# Exercise:
Transcribe every entry exactly, leaving out any pictures.

[Collected data]

------------------------------------

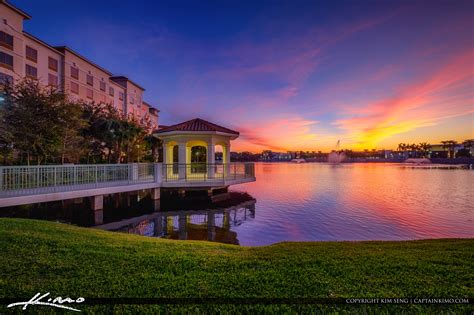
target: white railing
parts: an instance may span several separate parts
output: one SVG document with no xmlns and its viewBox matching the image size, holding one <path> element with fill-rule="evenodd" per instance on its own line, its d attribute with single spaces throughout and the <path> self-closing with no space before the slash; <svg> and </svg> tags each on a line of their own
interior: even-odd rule
<svg viewBox="0 0 474 315">
<path fill-rule="evenodd" d="M 163 164 L 163 181 L 216 181 L 255 177 L 253 163 L 173 163 Z"/>
<path fill-rule="evenodd" d="M 161 182 L 255 177 L 253 163 L 0 166 L 0 198 Z"/>
<path fill-rule="evenodd" d="M 156 168 L 145 163 L 1 166 L 0 198 L 155 182 Z"/>
</svg>

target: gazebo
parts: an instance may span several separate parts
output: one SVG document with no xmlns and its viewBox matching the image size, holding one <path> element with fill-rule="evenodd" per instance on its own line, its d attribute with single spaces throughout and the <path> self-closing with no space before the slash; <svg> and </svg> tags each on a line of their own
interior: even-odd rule
<svg viewBox="0 0 474 315">
<path fill-rule="evenodd" d="M 164 185 L 212 187 L 255 181 L 253 164 L 230 162 L 230 142 L 239 136 L 237 131 L 196 118 L 159 129 L 154 136 L 163 141 Z M 222 161 L 215 159 L 216 147 L 221 148 Z"/>
</svg>

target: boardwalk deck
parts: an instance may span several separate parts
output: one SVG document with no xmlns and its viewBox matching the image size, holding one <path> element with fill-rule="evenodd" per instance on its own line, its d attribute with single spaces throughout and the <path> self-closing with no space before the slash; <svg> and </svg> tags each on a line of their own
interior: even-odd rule
<svg viewBox="0 0 474 315">
<path fill-rule="evenodd" d="M 161 187 L 212 188 L 252 181 L 253 163 L 4 166 L 0 167 L 0 207 Z"/>
</svg>

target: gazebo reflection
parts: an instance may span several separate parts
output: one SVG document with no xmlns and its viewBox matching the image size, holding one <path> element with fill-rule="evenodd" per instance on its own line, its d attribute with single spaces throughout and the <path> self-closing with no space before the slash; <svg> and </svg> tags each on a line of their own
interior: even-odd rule
<svg viewBox="0 0 474 315">
<path fill-rule="evenodd" d="M 156 212 L 139 222 L 114 230 L 151 237 L 238 245 L 233 227 L 255 217 L 255 203 L 256 200 L 252 199 L 224 209 Z"/>
</svg>

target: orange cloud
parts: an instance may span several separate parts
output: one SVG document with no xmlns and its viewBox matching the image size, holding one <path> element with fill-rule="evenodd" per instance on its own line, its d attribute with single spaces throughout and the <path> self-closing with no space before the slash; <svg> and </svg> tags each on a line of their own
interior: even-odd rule
<svg viewBox="0 0 474 315">
<path fill-rule="evenodd" d="M 372 148 L 393 135 L 473 113 L 473 60 L 473 50 L 458 55 L 397 95 L 353 108 L 359 115 L 334 124 L 347 130 L 356 148 Z"/>
<path fill-rule="evenodd" d="M 242 126 L 240 138 L 233 144 L 233 150 L 275 151 L 297 150 L 311 145 L 314 147 L 318 137 L 311 131 L 317 121 L 300 117 L 267 121 L 258 126 Z"/>
</svg>

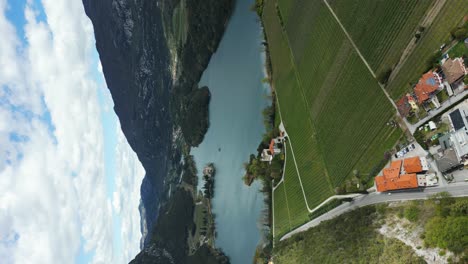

------------------------------------

# Completed task:
target: white railing
parts: an instance may span several separate parts
output: one SVG document with no xmlns and its viewBox matching the image size, holding one <path> element with fill-rule="evenodd" per instance on its own line, its d attribute with single spaces throughout and the <path> self-closing with no space before the slash; <svg> and </svg> tags each on a line of their own
interior: even-odd rule
<svg viewBox="0 0 474 315">
<path fill-rule="evenodd" d="M 163 164 L 163 181 L 216 181 L 255 177 L 253 163 L 173 163 Z"/>
<path fill-rule="evenodd" d="M 161 182 L 255 177 L 253 163 L 0 166 L 0 198 Z"/>
<path fill-rule="evenodd" d="M 156 168 L 145 163 L 1 166 L 0 198 L 155 182 Z"/>
</svg>

target: gazebo
parts: an instance may span several separate parts
output: one SVG document with no xmlns and its viewBox matching the image size, holding one <path> element with fill-rule="evenodd" per instance on its own line, its d attribute with single spaces throughout and the <path> self-closing with no space before the slash; <svg> and </svg> tags each on a line of their own
interior: even-odd rule
<svg viewBox="0 0 474 315">
<path fill-rule="evenodd" d="M 164 185 L 212 187 L 255 181 L 253 164 L 230 162 L 230 142 L 239 136 L 237 131 L 196 118 L 159 129 L 154 136 L 163 141 Z M 222 161 L 215 159 L 216 147 L 221 148 Z"/>
</svg>

target: boardwalk deck
parts: an instance may span several separate parts
output: one SVG document with no xmlns and its viewBox matching the image size, holding one <path> element with fill-rule="evenodd" per instance on its own line, its d attribute with single spaces throughout and the <path> self-closing with no space before the slash; <svg> and </svg> tags each on a line of their own
interior: even-odd rule
<svg viewBox="0 0 474 315">
<path fill-rule="evenodd" d="M 161 187 L 212 188 L 252 181 L 253 163 L 4 166 L 0 167 L 0 207 Z"/>
</svg>

target: gazebo reflection
parts: an instance may span several separate parts
output: one SVG document with no xmlns and its viewBox matching the image size, holding one <path> element with fill-rule="evenodd" per instance on its own line, its d attribute with single spaces throughout and the <path> self-closing with no space before the slash; <svg> and </svg> tags each on a line of their own
interior: even-odd rule
<svg viewBox="0 0 474 315">
<path fill-rule="evenodd" d="M 156 212 L 139 222 L 114 230 L 151 237 L 238 245 L 233 227 L 255 217 L 255 203 L 256 200 L 252 199 L 224 209 Z"/>
</svg>

target: orange cloud
parts: an instance may span several separate parts
output: one SVG document with no xmlns and its viewBox matching the image size, holding one <path> element with fill-rule="evenodd" per instance on its own line, its d attribute with single spaces throughout and the <path> self-closing with no space before the slash; <svg> and </svg> tags each on a line of their own
interior: even-odd rule
<svg viewBox="0 0 474 315">
<path fill-rule="evenodd" d="M 372 148 L 393 135 L 473 113 L 473 60 L 473 50 L 458 55 L 397 95 L 353 108 L 359 115 L 334 124 L 347 130 L 356 148 Z"/>
<path fill-rule="evenodd" d="M 242 126 L 240 138 L 233 144 L 233 150 L 275 151 L 297 150 L 311 145 L 314 147 L 318 137 L 311 131 L 317 121 L 300 117 L 267 121 L 258 126 Z"/>
</svg>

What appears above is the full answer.